> Texte de lecture:
########################################

Les documents, études et projets présentés dans cet ouvrage proposent une nouvelle façon de raconter, de décrire et de concevoir nos villes; ils proposent de les penser comme un endroit pour nos corps (et nos âmes)11; ils nous rappellent combien change la façon de percevoir l’environnement urbain; ils nous offrent une nouvelle histoire de l’évolution de la ville occidentale, fondée sur des points de vue jusqu’ici négligés; ils nous présentent de plus toutes les possibilités qu’offre l’environnement urbain dans ses aspects divers – sonores, olfactifs, tactiles, visuels et climatiques – , et nous invitent à les regarder sous un nouveau jour.

########################################

> Consigne: D'après le texte de lecture, sur quoi repose la nouvelle histoire de l'évolution de la ville occidentale ? Les lignes n'ont aucun lien avec le texte de lecture.

########################################

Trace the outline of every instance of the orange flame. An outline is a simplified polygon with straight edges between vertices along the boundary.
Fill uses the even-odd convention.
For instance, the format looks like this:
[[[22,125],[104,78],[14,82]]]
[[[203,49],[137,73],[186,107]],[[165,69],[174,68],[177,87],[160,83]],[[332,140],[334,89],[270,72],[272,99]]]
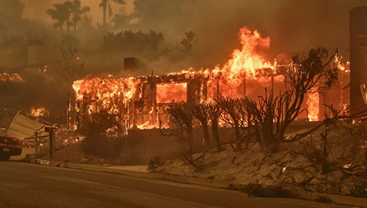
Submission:
[[[0,74],[0,81],[14,83],[24,82],[24,80],[20,77],[20,76],[16,73],[12,74],[8,74],[6,73]]]
[[[43,107],[35,109],[32,108],[31,109],[31,114],[35,116],[46,116],[49,115],[49,111]]]
[[[311,92],[314,92],[317,87],[311,88]],[[308,112],[308,121],[319,121],[319,113],[320,112],[320,98],[319,93],[308,93],[308,99],[306,102],[307,109]]]

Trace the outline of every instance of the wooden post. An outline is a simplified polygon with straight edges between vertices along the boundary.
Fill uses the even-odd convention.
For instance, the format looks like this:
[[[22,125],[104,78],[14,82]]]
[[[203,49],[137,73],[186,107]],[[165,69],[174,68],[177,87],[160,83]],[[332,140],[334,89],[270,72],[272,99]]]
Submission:
[[[246,97],[246,78],[244,78],[244,98]]]
[[[38,142],[38,131],[35,132],[35,150],[36,154],[38,154],[38,146],[39,142]]]
[[[66,129],[68,130],[70,129],[70,94],[68,94],[68,98],[66,100]],[[62,124],[62,120],[61,120]]]
[[[54,153],[54,131],[51,131],[49,135],[50,160],[52,159]]]
[[[56,129],[52,127],[45,128],[45,131],[49,133],[49,155],[50,160],[53,158],[53,153],[54,153],[54,137],[55,137],[55,132]]]

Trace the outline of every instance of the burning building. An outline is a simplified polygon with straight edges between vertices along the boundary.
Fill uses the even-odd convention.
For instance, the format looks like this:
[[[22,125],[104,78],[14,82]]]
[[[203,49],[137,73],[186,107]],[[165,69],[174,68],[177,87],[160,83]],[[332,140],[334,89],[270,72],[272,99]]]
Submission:
[[[239,36],[242,48],[234,50],[231,58],[221,67],[161,76],[75,81],[76,127],[83,125],[90,113],[104,109],[127,116],[133,129],[158,128],[160,121],[167,128],[170,125],[168,107],[211,102],[219,96],[246,96],[257,100],[258,96],[265,95],[266,88],[276,95],[290,87],[287,67],[278,66],[276,61],[268,62],[257,52],[259,48],[269,48],[270,38],[247,27],[240,30]],[[339,66],[340,86],[324,94],[308,94],[303,104],[307,111],[299,120],[319,121],[324,104],[340,108],[349,105],[348,95],[343,90],[349,82],[349,67],[342,65],[337,57],[334,62]]]
[[[367,6],[350,10],[351,111],[366,109],[361,85],[367,83]]]

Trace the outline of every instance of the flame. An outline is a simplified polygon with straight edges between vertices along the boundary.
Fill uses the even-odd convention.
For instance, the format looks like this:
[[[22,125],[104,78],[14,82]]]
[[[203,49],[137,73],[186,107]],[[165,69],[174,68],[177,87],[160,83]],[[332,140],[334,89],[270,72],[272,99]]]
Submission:
[[[0,74],[0,81],[14,83],[24,82],[24,80],[20,77],[20,76],[16,73],[12,74],[9,74],[6,73]]]
[[[112,75],[109,75],[107,79],[81,79],[73,84],[76,99],[77,101],[89,102],[84,103],[89,105],[89,108],[84,109],[84,112],[89,110],[90,113],[101,109],[128,116],[134,112],[137,116],[135,116],[135,121],[132,121],[133,124],[130,127],[136,124],[137,128],[142,129],[159,128],[159,121],[162,121],[162,127],[168,128],[169,121],[165,114],[165,108],[171,103],[188,102],[188,83],[182,80],[175,82],[170,76],[177,75],[187,79],[195,77],[205,79],[206,85],[201,82],[195,86],[197,88],[195,90],[199,88],[197,95],[200,99],[197,102],[202,103],[211,102],[220,96],[233,98],[247,96],[257,98],[259,91],[254,87],[257,89],[270,88],[276,85],[278,88],[281,87],[276,89],[278,92],[279,90],[284,90],[284,76],[279,74],[276,60],[269,62],[264,53],[270,48],[270,38],[263,37],[257,31],[252,31],[247,27],[240,30],[239,37],[241,47],[233,50],[230,58],[222,66],[217,65],[214,69],[199,70],[189,68],[166,74],[164,76],[164,80],[157,75],[119,78]],[[340,70],[348,72],[349,63],[342,64],[341,58],[335,56],[334,63],[337,64]],[[149,91],[149,84],[144,85],[149,79],[161,79],[162,83],[155,82],[158,83],[155,91]],[[146,85],[148,86],[144,86]],[[148,93],[145,92],[146,88]],[[151,95],[150,92],[153,94]],[[142,100],[149,99],[153,101],[150,105],[142,106],[139,103]],[[309,121],[319,120],[319,103],[318,93],[308,94],[307,106]],[[136,107],[136,105],[138,107]],[[133,106],[135,108],[130,109]],[[150,109],[149,112],[147,108]],[[75,109],[78,110],[78,108]],[[223,125],[220,121],[219,125]]]
[[[311,92],[317,90],[317,87],[311,88]],[[307,109],[308,112],[308,121],[319,121],[319,113],[320,111],[319,102],[320,98],[319,92],[308,93],[308,99],[306,102]]]
[[[156,85],[156,103],[187,102],[187,83],[166,83]]]
[[[31,114],[35,116],[46,116],[49,115],[49,111],[43,107],[35,109],[32,108],[31,109]]]

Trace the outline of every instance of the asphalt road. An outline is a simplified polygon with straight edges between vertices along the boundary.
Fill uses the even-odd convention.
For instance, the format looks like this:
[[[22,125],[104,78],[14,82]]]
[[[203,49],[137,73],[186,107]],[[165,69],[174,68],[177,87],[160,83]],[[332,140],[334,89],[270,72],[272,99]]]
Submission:
[[[3,207],[343,207],[167,181],[0,162]]]

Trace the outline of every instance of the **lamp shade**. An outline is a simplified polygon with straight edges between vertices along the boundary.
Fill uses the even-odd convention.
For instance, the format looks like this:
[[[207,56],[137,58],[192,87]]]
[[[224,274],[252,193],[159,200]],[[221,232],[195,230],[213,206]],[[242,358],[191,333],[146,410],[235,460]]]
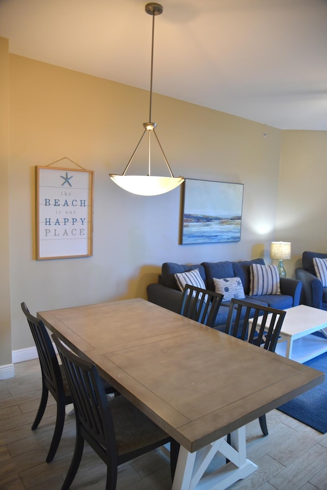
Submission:
[[[290,242],[272,242],[270,258],[284,260],[291,258]]]

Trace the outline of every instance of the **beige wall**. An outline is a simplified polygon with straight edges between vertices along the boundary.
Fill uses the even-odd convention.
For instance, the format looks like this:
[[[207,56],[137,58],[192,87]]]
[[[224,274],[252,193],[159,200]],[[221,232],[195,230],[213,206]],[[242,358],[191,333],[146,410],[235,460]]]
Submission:
[[[8,209],[9,43],[0,37],[0,365],[11,363]]]
[[[33,345],[21,301],[35,312],[146,298],[146,286],[156,281],[163,262],[258,256],[270,261],[277,212],[280,215],[277,196],[286,194],[284,171],[292,172],[283,150],[278,190],[282,138],[286,149],[291,134],[154,94],[153,120],[175,175],[244,184],[240,242],[180,245],[180,189],[136,196],[117,187],[108,175],[122,172],[141,135],[148,118],[148,92],[14,55],[9,60],[10,254],[5,249],[2,259],[10,263],[6,289],[13,349]],[[37,261],[35,166],[65,156],[95,171],[94,255]],[[136,161],[133,168],[138,165]],[[276,239],[287,239],[279,217],[277,223]],[[2,335],[4,331],[2,321]]]
[[[327,253],[326,155],[326,131],[283,132],[276,239],[292,243],[288,276],[304,250]]]

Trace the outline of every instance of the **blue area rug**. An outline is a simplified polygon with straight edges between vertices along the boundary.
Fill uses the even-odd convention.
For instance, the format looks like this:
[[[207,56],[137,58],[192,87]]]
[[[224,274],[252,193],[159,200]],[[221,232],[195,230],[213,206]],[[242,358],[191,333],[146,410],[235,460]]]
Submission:
[[[303,364],[325,373],[327,352],[303,362]],[[327,379],[309,391],[281,405],[277,409],[325,434],[327,432]]]

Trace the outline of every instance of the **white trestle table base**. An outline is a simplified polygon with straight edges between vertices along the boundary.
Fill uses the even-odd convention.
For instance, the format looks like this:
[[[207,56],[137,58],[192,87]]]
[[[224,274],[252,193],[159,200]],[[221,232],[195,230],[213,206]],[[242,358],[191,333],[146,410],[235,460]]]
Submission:
[[[238,480],[246,478],[258,466],[246,459],[245,427],[194,453],[180,447],[172,490],[224,490]],[[215,471],[203,476],[217,452],[229,460]]]

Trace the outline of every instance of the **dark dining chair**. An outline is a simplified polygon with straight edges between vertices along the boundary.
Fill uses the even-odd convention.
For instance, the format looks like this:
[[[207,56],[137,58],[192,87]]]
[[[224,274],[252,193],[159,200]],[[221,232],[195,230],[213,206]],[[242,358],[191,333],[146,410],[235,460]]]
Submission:
[[[64,423],[66,405],[73,403],[73,398],[67,382],[62,365],[59,364],[51,339],[44,323],[30,313],[25,302],[20,305],[35,342],[41,366],[42,394],[36,416],[32,426],[32,430],[37,428],[44,413],[49,391],[57,402],[57,416],[55,430],[46,461],[53,459],[60,442]],[[108,384],[105,388],[107,393],[115,390]]]
[[[261,306],[242,299],[232,299],[225,332],[274,352],[286,314],[286,312],[283,310]],[[259,417],[259,423],[264,435],[268,435],[265,415]]]
[[[180,313],[207,326],[214,327],[223,294],[185,284]]]
[[[107,465],[106,490],[115,490],[120,464],[168,442],[173,479],[179,445],[123,395],[108,400],[96,366],[52,337],[71,388],[76,421],[75,451],[61,490],[69,488],[75,478],[85,441]]]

########################################

> Réponse attendue: Elle repose sur des points de vue jusqu'ici négligés.